::: Dataset excerpts :::

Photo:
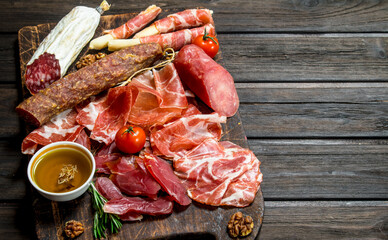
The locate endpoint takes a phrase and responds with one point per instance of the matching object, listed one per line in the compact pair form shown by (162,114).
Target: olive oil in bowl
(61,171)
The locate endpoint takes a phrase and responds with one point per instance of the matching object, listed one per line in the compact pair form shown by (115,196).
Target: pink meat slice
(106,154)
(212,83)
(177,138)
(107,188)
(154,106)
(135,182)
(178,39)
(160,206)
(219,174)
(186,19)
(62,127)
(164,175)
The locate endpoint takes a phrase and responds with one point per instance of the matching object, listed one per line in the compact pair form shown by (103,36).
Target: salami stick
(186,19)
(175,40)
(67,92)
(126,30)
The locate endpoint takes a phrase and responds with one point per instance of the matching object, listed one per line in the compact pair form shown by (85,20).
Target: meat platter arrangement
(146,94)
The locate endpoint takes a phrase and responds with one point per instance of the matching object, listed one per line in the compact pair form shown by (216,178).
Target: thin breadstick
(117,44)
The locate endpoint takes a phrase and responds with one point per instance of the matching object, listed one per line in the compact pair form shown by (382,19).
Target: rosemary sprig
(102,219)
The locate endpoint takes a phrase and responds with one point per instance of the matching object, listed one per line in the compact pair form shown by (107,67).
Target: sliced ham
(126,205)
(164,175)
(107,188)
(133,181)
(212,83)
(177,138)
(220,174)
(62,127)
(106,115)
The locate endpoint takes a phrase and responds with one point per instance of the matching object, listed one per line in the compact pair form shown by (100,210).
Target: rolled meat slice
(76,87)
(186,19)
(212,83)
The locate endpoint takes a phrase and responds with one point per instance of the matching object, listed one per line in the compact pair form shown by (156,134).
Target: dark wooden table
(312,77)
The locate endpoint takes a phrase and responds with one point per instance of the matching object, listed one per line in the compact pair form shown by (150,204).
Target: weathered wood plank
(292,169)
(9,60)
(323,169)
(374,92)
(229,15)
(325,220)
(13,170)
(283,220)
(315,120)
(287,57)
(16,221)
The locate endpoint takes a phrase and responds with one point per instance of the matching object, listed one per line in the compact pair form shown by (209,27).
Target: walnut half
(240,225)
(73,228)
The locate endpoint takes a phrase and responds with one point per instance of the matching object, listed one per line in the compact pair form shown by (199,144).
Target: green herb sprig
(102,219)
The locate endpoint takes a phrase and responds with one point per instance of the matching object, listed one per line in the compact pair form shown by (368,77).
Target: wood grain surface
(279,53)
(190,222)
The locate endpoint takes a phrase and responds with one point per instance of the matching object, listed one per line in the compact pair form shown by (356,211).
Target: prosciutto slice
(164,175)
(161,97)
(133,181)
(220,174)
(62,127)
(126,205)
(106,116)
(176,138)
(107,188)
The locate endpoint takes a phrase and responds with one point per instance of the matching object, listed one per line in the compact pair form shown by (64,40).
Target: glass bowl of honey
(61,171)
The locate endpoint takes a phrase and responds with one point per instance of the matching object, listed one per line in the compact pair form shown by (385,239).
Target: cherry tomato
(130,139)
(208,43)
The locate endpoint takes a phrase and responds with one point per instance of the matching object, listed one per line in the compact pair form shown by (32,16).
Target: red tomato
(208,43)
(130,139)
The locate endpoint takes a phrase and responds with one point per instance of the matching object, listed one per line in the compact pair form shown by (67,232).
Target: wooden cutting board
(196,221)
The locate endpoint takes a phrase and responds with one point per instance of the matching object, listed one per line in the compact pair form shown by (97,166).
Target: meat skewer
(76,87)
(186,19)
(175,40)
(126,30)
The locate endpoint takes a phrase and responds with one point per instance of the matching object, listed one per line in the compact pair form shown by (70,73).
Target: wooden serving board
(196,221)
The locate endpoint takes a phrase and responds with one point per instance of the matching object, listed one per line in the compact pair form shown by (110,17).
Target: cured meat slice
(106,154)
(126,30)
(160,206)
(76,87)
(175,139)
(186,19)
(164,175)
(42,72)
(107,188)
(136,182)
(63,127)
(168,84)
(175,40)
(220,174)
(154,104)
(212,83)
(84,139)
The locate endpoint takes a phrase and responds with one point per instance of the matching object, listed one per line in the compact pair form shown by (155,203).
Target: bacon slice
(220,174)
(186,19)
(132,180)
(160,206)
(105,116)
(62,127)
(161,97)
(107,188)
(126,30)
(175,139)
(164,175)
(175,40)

:::

_Directions for this task_
In the records above, locate the line that contains "shown by (110,17).". Repeat it and every line after it, exactly, and nothing else.

_Exercise result_
The locate endpoint takes a phrase and responds with one point per instance of the matching object, listed one per line in the compact pair form shown by (110,17).
Target: cured meat slice
(106,154)
(126,30)
(160,206)
(76,87)
(175,139)
(186,19)
(164,175)
(42,72)
(107,188)
(136,182)
(63,127)
(168,84)
(175,40)
(220,174)
(154,104)
(212,83)
(84,139)
The locate endpoint takes a phrase and responds with one point per instance of the matching object, listed one per line in the compact pair form shown by (155,203).
Target: bacon slice
(220,174)
(186,19)
(132,180)
(160,206)
(105,116)
(62,127)
(161,97)
(107,188)
(126,30)
(175,139)
(164,175)
(175,40)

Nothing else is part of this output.